Records from a dataset
* * *
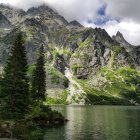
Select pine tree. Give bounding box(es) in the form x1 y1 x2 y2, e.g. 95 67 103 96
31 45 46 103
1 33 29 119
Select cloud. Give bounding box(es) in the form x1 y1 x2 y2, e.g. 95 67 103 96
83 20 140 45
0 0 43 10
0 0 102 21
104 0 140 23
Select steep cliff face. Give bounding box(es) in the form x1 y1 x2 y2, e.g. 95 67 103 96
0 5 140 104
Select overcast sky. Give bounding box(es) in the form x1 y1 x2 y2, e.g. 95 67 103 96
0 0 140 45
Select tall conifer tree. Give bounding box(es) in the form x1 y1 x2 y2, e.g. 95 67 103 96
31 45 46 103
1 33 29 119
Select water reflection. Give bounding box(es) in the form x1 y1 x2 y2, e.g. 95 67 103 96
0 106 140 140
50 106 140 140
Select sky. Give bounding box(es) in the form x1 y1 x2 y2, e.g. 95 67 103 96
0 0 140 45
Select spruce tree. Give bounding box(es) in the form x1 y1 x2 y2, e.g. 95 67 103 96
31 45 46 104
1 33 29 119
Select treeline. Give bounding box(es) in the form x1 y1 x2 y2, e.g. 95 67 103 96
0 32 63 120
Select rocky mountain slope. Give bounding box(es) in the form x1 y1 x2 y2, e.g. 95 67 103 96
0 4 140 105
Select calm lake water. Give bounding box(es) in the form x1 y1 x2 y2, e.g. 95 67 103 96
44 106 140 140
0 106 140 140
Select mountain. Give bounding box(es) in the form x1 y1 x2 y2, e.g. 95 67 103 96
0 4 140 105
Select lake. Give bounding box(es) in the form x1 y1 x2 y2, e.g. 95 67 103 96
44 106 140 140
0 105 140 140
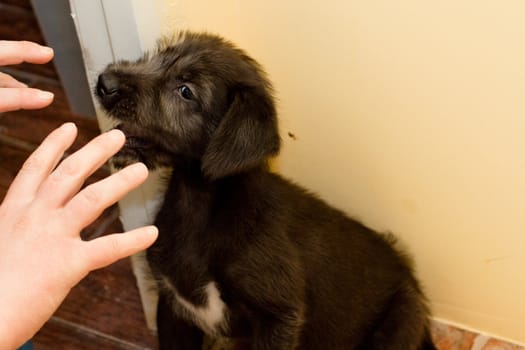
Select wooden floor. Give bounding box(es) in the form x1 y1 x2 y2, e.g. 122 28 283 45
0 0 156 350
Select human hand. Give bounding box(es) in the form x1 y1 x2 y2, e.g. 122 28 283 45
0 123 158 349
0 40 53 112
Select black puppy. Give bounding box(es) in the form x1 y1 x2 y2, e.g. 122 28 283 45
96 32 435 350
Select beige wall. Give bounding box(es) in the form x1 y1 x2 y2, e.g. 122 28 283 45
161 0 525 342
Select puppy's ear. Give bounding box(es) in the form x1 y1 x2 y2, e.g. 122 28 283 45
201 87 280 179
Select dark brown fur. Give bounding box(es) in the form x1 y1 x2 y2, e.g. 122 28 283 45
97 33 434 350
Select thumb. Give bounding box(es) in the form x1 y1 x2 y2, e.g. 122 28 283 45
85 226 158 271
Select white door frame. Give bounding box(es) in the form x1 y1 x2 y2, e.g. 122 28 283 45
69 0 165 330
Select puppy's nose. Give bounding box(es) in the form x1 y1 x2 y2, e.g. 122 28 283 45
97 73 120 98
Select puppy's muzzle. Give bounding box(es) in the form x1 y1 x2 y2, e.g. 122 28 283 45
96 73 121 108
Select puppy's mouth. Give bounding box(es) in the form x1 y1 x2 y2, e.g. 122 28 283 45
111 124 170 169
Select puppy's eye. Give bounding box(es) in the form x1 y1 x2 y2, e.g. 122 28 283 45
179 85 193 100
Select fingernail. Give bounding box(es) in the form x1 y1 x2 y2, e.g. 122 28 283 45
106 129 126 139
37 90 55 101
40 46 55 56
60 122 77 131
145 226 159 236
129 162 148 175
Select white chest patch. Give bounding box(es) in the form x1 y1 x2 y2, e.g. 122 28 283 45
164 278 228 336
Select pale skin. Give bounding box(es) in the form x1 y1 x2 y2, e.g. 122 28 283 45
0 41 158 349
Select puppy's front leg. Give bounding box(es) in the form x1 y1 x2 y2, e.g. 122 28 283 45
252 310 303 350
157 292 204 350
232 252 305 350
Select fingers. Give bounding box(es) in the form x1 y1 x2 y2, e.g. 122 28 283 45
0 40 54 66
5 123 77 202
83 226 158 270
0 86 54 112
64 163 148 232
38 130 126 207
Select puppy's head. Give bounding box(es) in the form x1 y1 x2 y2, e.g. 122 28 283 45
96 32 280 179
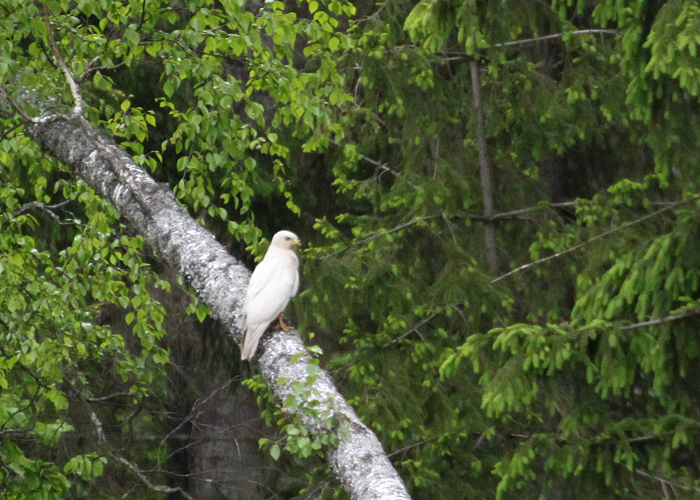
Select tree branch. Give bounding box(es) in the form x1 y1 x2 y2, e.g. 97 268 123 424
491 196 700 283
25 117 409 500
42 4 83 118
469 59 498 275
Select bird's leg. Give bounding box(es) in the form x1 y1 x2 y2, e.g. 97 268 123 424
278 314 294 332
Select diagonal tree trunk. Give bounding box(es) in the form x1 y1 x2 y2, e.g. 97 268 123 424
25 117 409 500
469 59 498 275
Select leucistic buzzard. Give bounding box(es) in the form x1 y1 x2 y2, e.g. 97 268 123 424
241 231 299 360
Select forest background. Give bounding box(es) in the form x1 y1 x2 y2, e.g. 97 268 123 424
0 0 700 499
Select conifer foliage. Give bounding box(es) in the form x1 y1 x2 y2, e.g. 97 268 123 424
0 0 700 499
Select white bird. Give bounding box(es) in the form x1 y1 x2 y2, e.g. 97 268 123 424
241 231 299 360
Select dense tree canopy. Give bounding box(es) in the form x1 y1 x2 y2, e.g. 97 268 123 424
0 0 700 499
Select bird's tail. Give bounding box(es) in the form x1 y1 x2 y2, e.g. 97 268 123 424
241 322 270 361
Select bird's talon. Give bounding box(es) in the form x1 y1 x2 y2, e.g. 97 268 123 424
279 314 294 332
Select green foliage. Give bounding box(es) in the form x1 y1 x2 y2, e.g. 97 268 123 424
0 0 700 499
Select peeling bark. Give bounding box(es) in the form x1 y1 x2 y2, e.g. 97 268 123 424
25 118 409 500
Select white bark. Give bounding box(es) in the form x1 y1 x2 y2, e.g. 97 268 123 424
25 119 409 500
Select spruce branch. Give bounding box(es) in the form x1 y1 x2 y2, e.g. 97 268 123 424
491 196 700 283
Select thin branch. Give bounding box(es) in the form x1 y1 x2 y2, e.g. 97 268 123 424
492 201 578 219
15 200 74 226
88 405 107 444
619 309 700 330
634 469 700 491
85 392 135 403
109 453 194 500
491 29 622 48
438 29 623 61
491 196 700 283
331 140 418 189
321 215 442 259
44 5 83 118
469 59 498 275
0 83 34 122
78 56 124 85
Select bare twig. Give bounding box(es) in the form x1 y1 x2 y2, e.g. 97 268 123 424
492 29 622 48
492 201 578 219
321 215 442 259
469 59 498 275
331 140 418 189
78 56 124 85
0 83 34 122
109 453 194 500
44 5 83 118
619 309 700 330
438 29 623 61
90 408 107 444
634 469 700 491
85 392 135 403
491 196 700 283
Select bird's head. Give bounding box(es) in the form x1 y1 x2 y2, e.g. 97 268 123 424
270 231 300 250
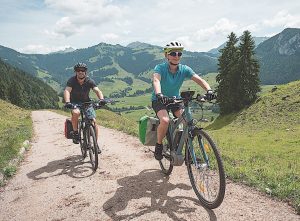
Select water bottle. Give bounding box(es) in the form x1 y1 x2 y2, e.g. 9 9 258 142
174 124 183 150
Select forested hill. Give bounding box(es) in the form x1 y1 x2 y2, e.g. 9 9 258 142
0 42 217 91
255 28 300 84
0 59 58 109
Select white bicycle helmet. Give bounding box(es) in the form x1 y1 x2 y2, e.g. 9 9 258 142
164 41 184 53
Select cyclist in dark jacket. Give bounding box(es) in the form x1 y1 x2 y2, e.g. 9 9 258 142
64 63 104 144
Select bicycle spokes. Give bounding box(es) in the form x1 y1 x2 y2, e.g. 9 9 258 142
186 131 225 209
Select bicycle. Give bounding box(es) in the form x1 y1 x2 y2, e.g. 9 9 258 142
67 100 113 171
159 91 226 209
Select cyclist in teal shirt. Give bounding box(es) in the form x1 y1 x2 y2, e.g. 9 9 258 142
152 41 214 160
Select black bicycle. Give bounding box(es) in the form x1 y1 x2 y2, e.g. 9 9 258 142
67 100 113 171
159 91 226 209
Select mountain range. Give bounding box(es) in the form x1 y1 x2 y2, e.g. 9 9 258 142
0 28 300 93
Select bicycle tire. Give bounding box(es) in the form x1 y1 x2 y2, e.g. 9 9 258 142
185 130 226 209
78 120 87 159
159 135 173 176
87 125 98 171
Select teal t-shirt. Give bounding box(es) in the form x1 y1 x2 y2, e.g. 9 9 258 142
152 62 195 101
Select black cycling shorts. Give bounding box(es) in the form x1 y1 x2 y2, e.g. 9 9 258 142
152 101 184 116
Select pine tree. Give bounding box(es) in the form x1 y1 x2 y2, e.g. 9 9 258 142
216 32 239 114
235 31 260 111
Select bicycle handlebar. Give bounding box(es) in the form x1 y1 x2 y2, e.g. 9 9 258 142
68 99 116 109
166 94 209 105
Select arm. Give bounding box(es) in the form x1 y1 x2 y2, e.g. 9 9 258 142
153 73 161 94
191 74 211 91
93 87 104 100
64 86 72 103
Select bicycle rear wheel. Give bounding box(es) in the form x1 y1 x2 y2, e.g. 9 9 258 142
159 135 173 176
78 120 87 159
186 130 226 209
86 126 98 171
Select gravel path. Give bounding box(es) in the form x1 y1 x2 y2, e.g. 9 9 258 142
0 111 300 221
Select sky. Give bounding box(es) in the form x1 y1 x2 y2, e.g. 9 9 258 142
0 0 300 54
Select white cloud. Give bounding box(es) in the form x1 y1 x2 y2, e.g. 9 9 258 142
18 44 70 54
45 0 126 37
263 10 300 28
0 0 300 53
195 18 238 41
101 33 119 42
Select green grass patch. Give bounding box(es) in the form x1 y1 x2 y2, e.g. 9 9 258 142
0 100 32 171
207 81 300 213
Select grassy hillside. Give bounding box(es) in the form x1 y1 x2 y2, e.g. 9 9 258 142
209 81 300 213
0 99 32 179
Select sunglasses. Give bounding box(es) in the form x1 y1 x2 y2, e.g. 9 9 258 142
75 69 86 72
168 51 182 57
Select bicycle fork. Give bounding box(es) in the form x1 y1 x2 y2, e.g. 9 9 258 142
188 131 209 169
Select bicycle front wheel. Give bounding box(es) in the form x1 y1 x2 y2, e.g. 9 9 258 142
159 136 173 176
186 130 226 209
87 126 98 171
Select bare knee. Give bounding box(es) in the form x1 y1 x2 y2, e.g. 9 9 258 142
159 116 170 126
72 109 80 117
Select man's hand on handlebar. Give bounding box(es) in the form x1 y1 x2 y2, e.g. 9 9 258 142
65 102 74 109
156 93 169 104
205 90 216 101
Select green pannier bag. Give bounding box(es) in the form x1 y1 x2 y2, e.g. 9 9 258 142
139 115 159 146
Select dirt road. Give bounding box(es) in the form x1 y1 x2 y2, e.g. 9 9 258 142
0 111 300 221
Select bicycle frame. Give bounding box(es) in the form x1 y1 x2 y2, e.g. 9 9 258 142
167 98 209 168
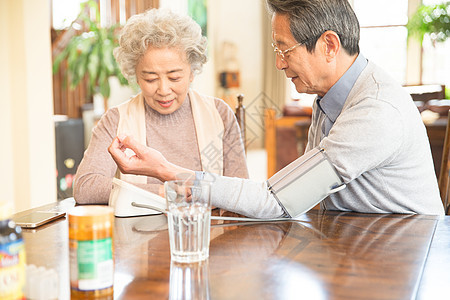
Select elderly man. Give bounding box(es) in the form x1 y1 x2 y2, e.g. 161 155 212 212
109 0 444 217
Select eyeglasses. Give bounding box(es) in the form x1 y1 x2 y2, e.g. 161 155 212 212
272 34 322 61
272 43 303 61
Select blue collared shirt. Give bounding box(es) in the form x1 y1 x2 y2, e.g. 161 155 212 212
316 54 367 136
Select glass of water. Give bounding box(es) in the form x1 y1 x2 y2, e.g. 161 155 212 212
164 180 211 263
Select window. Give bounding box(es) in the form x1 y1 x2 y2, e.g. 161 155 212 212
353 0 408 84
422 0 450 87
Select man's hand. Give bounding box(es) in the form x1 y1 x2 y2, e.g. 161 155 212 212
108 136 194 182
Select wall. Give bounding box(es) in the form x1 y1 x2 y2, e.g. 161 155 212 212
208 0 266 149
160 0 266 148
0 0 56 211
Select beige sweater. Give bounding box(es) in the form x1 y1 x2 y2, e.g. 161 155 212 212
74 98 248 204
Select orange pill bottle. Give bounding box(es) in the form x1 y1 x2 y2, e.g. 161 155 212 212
* * *
* Exercise
Edit the lines from the start of the records through the line containing "0 5 140 104" by swapping "pine tree" for "fir tree" and leaving everything else unchanged. Give those lines back without the pictures.

* Response to this exercise
Select fir tree. Give bounding box(es) in the form x1 y1 x2 y2, e.g. 95 67 103 96
31 45 46 103
1 33 29 119
Select cloud. Give bounding box(es) in the form x1 y1 x2 y2, e.g. 95 67 103 96
83 20 140 45
0 0 43 10
0 0 102 21
104 0 140 23
Select steep cliff face. Give bounding box(es) in the form x1 y1 x2 y2, e.g. 95 67 103 96
0 5 140 104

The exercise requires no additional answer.